[Problem statement]: Write out, as an exact transcription, the line that has "Target: thumb" and each line after it through the end of the data below.

[Data extracted from a collection]:
· · · ·

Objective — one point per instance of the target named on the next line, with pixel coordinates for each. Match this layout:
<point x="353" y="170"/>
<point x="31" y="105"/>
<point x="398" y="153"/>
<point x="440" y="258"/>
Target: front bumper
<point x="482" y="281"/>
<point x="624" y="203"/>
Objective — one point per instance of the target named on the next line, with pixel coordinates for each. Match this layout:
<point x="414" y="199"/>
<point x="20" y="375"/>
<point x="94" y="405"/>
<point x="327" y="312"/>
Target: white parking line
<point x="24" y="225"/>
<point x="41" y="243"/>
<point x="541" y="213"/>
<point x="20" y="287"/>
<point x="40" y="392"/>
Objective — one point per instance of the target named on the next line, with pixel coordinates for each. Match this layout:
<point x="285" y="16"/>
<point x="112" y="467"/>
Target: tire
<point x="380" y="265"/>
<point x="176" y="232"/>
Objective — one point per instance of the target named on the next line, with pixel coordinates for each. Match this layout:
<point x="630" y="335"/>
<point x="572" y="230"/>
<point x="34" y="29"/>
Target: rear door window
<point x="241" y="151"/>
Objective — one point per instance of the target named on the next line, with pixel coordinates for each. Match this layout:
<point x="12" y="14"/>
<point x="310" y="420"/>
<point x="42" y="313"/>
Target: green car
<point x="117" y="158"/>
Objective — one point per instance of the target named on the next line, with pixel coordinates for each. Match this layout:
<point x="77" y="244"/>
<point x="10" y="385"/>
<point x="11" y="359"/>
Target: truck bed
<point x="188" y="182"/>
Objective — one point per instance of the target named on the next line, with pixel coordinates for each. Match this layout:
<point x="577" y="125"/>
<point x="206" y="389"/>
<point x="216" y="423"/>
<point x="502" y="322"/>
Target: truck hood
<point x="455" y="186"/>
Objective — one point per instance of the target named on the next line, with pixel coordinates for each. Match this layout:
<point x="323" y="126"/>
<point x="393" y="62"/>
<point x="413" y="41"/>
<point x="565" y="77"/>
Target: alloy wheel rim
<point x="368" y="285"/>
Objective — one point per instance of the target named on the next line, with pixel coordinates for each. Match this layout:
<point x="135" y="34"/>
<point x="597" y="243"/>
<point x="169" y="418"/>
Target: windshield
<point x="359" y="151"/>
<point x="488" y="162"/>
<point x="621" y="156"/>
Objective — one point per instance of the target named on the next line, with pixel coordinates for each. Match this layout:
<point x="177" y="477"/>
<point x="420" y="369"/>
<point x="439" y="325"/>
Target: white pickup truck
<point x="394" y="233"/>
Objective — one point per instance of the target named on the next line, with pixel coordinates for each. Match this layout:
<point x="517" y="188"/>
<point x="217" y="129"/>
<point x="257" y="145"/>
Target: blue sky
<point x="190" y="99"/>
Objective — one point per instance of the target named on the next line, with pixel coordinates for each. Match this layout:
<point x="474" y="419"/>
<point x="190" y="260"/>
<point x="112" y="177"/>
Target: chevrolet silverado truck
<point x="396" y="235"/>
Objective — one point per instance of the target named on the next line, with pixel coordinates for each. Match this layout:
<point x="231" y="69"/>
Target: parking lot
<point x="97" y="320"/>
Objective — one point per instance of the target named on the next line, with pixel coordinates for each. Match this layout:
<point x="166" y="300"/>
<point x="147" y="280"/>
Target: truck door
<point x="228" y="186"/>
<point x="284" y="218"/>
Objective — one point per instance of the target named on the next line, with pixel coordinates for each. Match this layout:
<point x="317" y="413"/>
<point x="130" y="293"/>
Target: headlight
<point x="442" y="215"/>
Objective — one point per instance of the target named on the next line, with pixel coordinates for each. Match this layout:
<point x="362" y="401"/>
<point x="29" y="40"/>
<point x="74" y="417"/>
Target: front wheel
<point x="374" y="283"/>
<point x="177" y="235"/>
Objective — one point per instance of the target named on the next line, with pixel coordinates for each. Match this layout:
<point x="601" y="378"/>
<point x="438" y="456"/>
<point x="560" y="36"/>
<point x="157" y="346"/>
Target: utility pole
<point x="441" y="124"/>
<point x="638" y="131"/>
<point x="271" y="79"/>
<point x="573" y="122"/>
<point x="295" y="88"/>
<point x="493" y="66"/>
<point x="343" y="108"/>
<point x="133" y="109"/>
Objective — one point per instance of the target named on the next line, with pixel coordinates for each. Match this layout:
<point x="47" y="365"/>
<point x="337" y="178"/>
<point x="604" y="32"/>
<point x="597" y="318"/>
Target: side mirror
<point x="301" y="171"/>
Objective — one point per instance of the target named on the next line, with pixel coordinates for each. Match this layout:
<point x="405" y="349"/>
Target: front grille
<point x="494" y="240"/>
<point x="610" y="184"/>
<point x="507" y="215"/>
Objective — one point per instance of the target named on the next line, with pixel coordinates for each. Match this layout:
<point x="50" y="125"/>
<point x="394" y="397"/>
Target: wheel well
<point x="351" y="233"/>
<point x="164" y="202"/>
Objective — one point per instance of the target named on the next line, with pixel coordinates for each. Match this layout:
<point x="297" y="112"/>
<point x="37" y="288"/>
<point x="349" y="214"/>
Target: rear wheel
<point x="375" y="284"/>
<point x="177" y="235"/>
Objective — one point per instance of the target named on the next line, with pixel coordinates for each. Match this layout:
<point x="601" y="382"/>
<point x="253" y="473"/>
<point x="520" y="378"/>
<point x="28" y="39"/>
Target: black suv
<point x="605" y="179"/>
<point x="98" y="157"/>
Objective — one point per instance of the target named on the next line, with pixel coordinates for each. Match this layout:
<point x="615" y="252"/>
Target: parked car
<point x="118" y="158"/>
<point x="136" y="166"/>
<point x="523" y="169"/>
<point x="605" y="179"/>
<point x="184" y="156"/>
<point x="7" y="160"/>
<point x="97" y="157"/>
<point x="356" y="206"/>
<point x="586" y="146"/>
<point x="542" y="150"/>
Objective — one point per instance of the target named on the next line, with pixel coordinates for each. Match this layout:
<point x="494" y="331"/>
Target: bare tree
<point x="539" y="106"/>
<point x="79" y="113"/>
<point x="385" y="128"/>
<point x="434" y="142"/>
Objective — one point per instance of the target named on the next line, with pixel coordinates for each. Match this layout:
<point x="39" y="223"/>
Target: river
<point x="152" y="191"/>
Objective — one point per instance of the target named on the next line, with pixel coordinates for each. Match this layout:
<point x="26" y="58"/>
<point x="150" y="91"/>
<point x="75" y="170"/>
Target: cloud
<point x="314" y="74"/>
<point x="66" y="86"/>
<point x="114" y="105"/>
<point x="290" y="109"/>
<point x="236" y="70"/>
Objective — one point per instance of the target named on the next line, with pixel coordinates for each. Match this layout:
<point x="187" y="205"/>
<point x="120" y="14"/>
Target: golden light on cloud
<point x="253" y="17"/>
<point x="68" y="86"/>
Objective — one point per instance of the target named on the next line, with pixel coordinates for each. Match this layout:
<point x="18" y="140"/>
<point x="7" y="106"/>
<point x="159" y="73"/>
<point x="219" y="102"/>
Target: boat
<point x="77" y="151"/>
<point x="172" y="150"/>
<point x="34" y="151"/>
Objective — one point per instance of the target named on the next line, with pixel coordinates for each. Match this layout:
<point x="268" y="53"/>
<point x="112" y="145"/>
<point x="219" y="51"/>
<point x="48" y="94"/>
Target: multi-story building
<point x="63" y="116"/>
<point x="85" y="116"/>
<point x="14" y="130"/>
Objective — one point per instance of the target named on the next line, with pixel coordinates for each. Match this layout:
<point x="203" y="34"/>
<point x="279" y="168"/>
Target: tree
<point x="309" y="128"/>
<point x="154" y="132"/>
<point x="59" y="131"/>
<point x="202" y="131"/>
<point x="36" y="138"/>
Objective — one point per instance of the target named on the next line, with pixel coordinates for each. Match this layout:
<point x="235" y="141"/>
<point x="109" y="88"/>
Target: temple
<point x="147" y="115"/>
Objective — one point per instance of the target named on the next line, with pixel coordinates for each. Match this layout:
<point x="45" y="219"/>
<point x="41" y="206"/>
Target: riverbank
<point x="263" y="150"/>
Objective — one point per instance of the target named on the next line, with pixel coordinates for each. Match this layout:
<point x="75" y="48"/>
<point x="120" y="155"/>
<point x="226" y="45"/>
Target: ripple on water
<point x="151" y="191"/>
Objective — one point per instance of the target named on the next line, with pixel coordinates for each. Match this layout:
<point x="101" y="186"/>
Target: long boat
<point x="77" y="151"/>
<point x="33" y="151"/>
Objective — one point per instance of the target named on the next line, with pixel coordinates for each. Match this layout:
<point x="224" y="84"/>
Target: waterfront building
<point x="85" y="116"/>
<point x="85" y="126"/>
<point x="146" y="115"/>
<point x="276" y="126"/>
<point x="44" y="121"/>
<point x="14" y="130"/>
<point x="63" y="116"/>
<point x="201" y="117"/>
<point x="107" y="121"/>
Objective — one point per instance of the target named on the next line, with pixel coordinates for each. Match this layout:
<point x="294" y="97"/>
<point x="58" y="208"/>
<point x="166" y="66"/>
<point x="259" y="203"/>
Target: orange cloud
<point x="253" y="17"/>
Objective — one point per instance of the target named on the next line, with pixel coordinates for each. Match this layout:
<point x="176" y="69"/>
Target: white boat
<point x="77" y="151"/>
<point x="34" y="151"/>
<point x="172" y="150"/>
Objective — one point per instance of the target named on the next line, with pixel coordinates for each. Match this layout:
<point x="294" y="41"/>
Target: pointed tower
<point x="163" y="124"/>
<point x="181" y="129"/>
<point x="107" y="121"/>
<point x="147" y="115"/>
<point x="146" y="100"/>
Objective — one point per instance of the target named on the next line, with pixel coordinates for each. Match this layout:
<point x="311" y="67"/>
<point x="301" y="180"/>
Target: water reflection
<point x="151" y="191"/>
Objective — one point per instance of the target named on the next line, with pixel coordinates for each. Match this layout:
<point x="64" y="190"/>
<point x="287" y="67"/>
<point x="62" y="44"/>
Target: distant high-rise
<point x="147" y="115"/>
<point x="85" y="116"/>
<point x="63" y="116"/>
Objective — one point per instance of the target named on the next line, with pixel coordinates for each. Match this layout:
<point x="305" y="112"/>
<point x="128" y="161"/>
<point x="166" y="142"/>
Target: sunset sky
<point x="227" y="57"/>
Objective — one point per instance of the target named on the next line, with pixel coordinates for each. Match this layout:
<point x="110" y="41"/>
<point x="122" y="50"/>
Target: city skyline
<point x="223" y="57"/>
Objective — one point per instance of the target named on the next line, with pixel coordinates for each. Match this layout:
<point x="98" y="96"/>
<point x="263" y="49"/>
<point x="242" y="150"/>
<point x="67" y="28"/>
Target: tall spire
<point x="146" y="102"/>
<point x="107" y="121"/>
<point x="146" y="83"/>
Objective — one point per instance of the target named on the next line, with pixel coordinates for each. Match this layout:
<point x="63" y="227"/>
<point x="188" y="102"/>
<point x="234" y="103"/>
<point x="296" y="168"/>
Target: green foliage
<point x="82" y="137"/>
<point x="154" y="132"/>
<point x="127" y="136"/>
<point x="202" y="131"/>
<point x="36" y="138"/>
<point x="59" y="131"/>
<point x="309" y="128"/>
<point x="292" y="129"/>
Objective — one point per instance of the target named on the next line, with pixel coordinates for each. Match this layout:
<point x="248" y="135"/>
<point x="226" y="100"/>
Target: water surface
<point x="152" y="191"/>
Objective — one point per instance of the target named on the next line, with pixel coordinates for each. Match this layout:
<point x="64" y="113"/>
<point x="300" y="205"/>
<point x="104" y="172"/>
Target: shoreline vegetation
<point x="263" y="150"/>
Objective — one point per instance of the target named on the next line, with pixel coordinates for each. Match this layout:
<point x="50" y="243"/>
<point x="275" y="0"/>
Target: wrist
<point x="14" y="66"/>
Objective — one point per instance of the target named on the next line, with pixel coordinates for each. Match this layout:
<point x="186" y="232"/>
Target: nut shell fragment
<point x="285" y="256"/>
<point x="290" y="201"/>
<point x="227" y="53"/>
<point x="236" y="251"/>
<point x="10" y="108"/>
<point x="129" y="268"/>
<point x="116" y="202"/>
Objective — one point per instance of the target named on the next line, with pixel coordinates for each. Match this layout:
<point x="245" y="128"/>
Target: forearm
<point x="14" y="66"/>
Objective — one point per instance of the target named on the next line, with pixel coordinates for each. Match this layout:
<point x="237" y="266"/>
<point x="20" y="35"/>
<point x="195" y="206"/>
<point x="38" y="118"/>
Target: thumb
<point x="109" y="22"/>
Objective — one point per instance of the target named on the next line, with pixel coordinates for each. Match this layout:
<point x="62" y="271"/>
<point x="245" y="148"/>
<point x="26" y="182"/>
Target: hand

· · · ·

[Answer section]:
Target: thumb
<point x="109" y="22"/>
Objective — one point per instance of the target named on the next line, with pixel coordinates for each. Match this layout:
<point x="62" y="271"/>
<point x="245" y="148"/>
<point x="26" y="182"/>
Target: hand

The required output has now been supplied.